### Text segment
EX-99.1 2 v147346_ex99-1.htm
Indiana Community BANCORP

NEWS RELEASE

For Immediate Release
April 29, 2009
   
Contacts:  
John K. Keach, Jr.
Mark T. Gorski
 
Chairman
Executive Vice President
 
Chief Executive Officer
Chief Financial Officer
 
(812) 373-7816
(812) 373-7379

INDIANA COMMUNITY BANCORP ANNOUNCES
FIRST QUARTER EARNINGS

(Columbus, In) – Indiana Community Bancorp (the "Company") (NASDAQ: INCB), the holding company of Indiana Bank and Trust Company of Columbus, Indiana (the “Bank”), today announced quarterly earnings of $440,000 or $0.05 diluted earnings per common share compared to $1,419,000 or $0.42 diluted earnings per common share a year earlier.  The decrease in net income compared to the prior year was primarily due to an increase in provision for loan losses of $1.7 million to $2.1 million for the quarter compared to $360,000 for the prior year.  The Company increased the provision for loan losses to cover net charge offs for the quarter of $1.8 million and to increase the overall allowance for loan losses in light of the challenging economic cycle.   Chairman and CEO John Keach, Jr. stated, “The economic climate certainly remains challenging.  However, we continue to be profitable and we remain focused on the steps necessary to strengthen our Company.  Our core principles have served us well and position us to weather this economic storm.”  Executive Vice President and CFO Mark Gorski added, “Growth in core deposits is one of the most important components to enhancing our core franchise and we are very pleased with the $41.6 million increase in retail deposits during the first quarter.”

### Supplied data
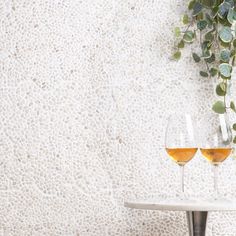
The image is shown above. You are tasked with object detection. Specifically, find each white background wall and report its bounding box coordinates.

### Work to complete
According to the earnings release, by how much did retail deposits increase during the first quarter? The data is not needed for what follows.

### Complete response
$41.6 million